A verbatim copy of every record is needed.

DATA EXTRACTS:
►

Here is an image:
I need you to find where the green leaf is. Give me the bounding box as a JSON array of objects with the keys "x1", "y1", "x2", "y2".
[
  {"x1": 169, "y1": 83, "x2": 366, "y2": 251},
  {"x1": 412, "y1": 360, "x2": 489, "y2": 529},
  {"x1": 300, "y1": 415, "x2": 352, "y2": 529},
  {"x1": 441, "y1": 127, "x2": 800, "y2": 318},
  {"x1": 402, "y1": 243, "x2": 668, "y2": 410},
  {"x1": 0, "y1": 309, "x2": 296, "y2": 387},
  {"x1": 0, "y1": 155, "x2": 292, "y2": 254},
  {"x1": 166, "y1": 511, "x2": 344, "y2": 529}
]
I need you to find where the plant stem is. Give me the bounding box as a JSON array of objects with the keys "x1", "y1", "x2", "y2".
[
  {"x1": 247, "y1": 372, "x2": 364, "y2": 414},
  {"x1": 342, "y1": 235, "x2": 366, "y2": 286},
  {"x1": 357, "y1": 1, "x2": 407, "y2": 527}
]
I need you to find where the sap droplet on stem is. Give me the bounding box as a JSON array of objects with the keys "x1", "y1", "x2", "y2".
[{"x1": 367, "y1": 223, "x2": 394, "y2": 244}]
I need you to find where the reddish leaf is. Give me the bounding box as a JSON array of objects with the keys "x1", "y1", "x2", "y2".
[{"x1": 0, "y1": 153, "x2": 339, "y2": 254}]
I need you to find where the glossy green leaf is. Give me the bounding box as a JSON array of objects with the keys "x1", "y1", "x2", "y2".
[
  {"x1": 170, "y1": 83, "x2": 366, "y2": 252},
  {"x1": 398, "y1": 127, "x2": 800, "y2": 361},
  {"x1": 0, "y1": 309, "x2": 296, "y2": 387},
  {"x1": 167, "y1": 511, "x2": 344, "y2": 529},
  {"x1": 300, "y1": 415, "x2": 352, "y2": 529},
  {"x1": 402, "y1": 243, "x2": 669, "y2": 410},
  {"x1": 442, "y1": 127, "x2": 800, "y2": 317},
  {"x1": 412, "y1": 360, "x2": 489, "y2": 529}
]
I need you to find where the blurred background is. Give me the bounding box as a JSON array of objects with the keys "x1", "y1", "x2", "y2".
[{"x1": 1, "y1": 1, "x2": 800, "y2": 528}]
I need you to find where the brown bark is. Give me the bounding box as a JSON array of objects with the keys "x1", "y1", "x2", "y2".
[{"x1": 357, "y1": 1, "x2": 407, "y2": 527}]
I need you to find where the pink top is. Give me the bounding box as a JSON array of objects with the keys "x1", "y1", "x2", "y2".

◄

RESPONSE FOR THIS EXERCISE:
Here is an image:
I need you to find where the green leaf is. Give me the bounding box as a JSON array of objects with the keys "x1", "y1", "x2", "y2".
[
  {"x1": 169, "y1": 83, "x2": 366, "y2": 251},
  {"x1": 412, "y1": 360, "x2": 489, "y2": 529},
  {"x1": 300, "y1": 415, "x2": 352, "y2": 529},
  {"x1": 441, "y1": 127, "x2": 800, "y2": 318},
  {"x1": 402, "y1": 243, "x2": 668, "y2": 410},
  {"x1": 0, "y1": 309, "x2": 296, "y2": 387},
  {"x1": 0, "y1": 155, "x2": 292, "y2": 254},
  {"x1": 166, "y1": 511, "x2": 344, "y2": 529}
]
I need you to find where the plant stem is. Give me the bounding box as a JSON array of objects with the keys "x1", "y1", "x2", "y2".
[
  {"x1": 247, "y1": 372, "x2": 364, "y2": 414},
  {"x1": 342, "y1": 235, "x2": 366, "y2": 286},
  {"x1": 357, "y1": 1, "x2": 407, "y2": 527}
]
I need you to find where the sap droplet on stem is. Give me the bounding box as a JSON array of objects with the keys "x1", "y1", "x2", "y2".
[{"x1": 367, "y1": 223, "x2": 394, "y2": 244}]
I need you to find where the reddish leaf is. Give me the bounding box as a JSON array of objects with the keys "x1", "y1", "x2", "y2".
[{"x1": 0, "y1": 153, "x2": 339, "y2": 254}]
I need you to find where the glossy green leaf is. Give me the bounding box as a JSON array of objects with the keys "x1", "y1", "x2", "y2".
[
  {"x1": 170, "y1": 83, "x2": 366, "y2": 252},
  {"x1": 398, "y1": 127, "x2": 800, "y2": 361},
  {"x1": 0, "y1": 309, "x2": 296, "y2": 387},
  {"x1": 167, "y1": 511, "x2": 344, "y2": 529},
  {"x1": 300, "y1": 415, "x2": 352, "y2": 529},
  {"x1": 402, "y1": 243, "x2": 669, "y2": 410},
  {"x1": 442, "y1": 127, "x2": 800, "y2": 317},
  {"x1": 412, "y1": 360, "x2": 489, "y2": 529}
]
I need you to find where the blurred background is. Give me the bounding box as a JSON array of objects with the keys "x1", "y1", "x2", "y2".
[{"x1": 1, "y1": 1, "x2": 800, "y2": 528}]
I need you to find where the brown bark is. Give me the bounding box as a JSON array of objects with the keys "x1", "y1", "x2", "y2".
[{"x1": 357, "y1": 1, "x2": 407, "y2": 527}]
I need you to find where the pink top is. Give me the bounding box as a JSON array of objects with the keys "x1", "y1", "x2", "y2".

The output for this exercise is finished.